[PROBLEM TO SOLVE] Give back the records below exactly, every one, with no pictures.

--- start ---

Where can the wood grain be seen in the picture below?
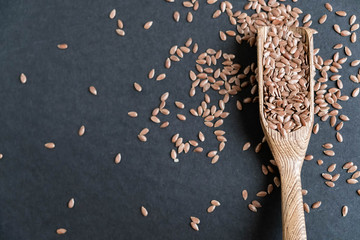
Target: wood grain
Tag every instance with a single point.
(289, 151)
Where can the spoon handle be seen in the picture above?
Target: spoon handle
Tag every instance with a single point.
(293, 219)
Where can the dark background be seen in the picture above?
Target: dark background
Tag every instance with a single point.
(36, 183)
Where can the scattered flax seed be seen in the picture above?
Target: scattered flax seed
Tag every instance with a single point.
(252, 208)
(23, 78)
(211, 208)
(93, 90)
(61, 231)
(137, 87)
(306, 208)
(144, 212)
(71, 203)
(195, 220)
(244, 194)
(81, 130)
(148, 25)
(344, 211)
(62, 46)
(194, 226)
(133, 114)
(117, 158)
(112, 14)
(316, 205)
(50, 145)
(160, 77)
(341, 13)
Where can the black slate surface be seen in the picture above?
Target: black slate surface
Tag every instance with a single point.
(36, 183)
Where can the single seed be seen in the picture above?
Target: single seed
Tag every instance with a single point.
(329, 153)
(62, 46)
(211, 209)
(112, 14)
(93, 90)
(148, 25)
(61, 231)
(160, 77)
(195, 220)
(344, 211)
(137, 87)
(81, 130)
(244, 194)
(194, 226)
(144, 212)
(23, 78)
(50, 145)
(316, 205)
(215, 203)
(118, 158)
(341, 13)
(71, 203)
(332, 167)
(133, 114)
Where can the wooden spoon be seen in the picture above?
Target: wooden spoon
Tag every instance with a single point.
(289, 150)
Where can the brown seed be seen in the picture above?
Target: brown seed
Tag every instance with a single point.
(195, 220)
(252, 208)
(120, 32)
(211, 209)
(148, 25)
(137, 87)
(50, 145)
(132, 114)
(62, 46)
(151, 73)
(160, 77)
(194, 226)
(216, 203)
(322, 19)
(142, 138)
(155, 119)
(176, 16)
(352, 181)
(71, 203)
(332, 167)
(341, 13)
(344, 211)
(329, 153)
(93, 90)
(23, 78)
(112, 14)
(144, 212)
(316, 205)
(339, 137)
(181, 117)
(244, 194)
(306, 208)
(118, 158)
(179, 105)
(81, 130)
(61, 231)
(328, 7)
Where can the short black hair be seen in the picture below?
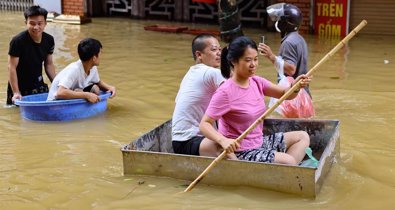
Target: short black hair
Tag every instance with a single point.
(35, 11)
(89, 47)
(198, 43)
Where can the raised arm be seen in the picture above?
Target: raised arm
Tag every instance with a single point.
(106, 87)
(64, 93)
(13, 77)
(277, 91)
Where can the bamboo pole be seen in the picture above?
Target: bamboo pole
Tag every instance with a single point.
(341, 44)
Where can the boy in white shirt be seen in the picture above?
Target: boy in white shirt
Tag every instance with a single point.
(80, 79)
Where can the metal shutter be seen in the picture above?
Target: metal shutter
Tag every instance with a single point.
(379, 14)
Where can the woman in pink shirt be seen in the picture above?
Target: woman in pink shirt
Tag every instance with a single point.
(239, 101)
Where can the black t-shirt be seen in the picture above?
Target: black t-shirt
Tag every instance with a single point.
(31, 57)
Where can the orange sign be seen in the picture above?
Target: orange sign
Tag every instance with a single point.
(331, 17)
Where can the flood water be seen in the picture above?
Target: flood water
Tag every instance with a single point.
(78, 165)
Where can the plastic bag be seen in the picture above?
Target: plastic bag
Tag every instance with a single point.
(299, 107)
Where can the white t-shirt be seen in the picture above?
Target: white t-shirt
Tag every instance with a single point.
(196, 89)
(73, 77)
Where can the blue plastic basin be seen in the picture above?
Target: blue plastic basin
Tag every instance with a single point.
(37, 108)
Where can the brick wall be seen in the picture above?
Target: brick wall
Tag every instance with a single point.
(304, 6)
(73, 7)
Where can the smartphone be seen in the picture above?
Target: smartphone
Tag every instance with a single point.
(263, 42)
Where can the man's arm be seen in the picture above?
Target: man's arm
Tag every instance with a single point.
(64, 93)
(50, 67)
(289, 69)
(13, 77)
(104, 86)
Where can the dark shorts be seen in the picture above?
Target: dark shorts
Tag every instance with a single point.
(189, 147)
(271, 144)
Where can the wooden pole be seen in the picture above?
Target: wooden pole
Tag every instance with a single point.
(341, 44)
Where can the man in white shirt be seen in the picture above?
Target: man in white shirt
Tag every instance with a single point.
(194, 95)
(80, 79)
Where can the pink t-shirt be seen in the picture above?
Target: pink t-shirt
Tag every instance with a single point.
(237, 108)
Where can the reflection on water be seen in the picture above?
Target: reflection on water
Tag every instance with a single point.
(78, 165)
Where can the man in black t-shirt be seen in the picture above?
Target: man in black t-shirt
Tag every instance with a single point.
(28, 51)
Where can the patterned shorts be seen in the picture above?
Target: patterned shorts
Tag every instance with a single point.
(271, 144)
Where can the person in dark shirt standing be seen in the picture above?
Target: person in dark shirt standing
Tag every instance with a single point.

--- end ---

[RESULT OF THIS EXERCISE]
Where can the wood grain be seen in the picture below?
Target: wood grain
Tag every instance with a single point.
(289, 151)
Where can the spoon handle be seen in the picture above?
Target: spoon handle
Tag every instance with a single point.
(293, 219)
Where can the dark background be seen in the picture above?
Target: dark background
Tag every instance with a single point.
(36, 183)
Where can the scattered flax seed be seen in the picture above?
Target: scattered flax seed
Tag every instance with a single point.
(252, 208)
(23, 78)
(211, 208)
(93, 90)
(61, 231)
(137, 87)
(306, 208)
(144, 212)
(71, 203)
(195, 220)
(244, 194)
(81, 130)
(148, 25)
(344, 211)
(62, 46)
(194, 226)
(133, 114)
(117, 158)
(112, 14)
(316, 205)
(50, 145)
(160, 77)
(341, 13)
Where can the black slate surface be seen in the picture above?
Target: black slate surface
Tag every instance with a single point.
(36, 183)
Where can the single seed be seen in the picture above?
Target: single seed
Tag every instance with a single point.
(329, 153)
(62, 46)
(211, 209)
(112, 14)
(93, 90)
(148, 25)
(61, 231)
(160, 77)
(195, 220)
(344, 211)
(137, 87)
(81, 130)
(244, 194)
(194, 226)
(144, 212)
(23, 78)
(50, 145)
(316, 205)
(215, 203)
(118, 158)
(341, 13)
(71, 203)
(332, 167)
(133, 114)
Where can the wooden spoon be seen in the picture above?
Target: wooden spoon
Tag every instance with a single point.
(289, 150)
Where can the brown seed be seen in the picture above?
Target: brown seed
Tag every instance with a single point.
(195, 220)
(252, 208)
(120, 32)
(211, 209)
(148, 25)
(137, 87)
(50, 145)
(132, 114)
(62, 46)
(151, 73)
(160, 77)
(194, 226)
(216, 203)
(322, 19)
(142, 138)
(155, 119)
(176, 16)
(352, 181)
(71, 203)
(332, 167)
(341, 13)
(344, 211)
(329, 153)
(93, 90)
(23, 78)
(112, 14)
(144, 212)
(316, 205)
(339, 137)
(181, 117)
(244, 194)
(306, 208)
(118, 158)
(179, 105)
(81, 130)
(61, 231)
(328, 7)
Where can the short black hair be seen in the picture below?
Target: short black hair
Tag every instance with a single point.
(35, 11)
(89, 47)
(198, 43)
Where can the raised arm be seen in the picture above?
Target: raised arm
Tag every instance with a single point.
(106, 87)
(64, 93)
(13, 77)
(277, 91)
Where can the bamboo pole be seen in the picture above?
Target: bamboo pole
Tag every instance with a single point.
(341, 44)
Where can the boy in white shirt be seen in the picture above?
Target: boy in white shirt
Tag every instance with a single point.
(80, 79)
Where can the metal shutter be seen in the picture above?
Target: metal shutter
Tag every instance with a single point.
(379, 14)
Where can the woman in pink shirt be seen in the picture above?
Target: woman in pink shirt
Tag every instance with a single point.
(239, 101)
Where can the black t-shirt be seen in the picture above?
Target: black t-shirt
Tag every instance with a single point.
(31, 57)
Where can the orange sign be seen in the picture above?
Target: orange sign
Tag every instance with a single point.
(331, 17)
Where can the flood water be seen in the picture above?
Target: flood water
Tag every instance with a single point.
(78, 165)
Where can the plastic bag be seen in the picture above?
Target: plastic bag
Tag every instance with a single point.
(299, 107)
Where can the white t-shirt be seen in the picture above?
Target: white t-shirt
Tag every instance with a single point.
(196, 89)
(73, 77)
Where can the blue plastic basin be seen in the picture above?
Target: blue plastic basin
Tag every instance with a single point.
(37, 108)
Where can the brick wall be seen in the picture above?
Target: brick wall
Tag every instance with a single point.
(304, 6)
(73, 7)
Where can the smartphone be seen in the picture above?
Target: smartphone
Tag every instance with a single point.
(263, 42)
Where can the man's arm be seen in the picture above?
Target: man's arm
Tag every instance with a single point.
(64, 93)
(50, 67)
(289, 69)
(13, 77)
(104, 86)
Where can the dark shorts be seen in the picture above?
Target: dark shorts
Tag every instance with a single point.
(189, 147)
(271, 144)
Where can the wooden pole be seen in the picture above?
Target: wooden pole
Tag every instance with a single point.
(341, 44)
Where can the man in white shirt be seen in the picture above?
Target: man in white shirt
Tag every instance with a single point.
(194, 95)
(80, 79)
Where can the pink t-shirt be seen in the picture above?
Target: pink t-shirt
Tag every instance with a single point.
(237, 108)
Where can the reflection on water be seen in the picture above?
Target: reflection on water
Tag every instance with a single point.
(78, 165)
Where can the man in black t-shirt be seen in the picture above?
Target: man in black t-shirt
Tag every instance with a single point.
(28, 51)
Where can the patterned shorts be seen in the picture above?
Target: patterned shorts
Tag every instance with a single point.
(271, 144)
Where can the person in dark shirt standing be seen in the picture above?
Target: person in dark shirt standing
Tag every instance with a single point.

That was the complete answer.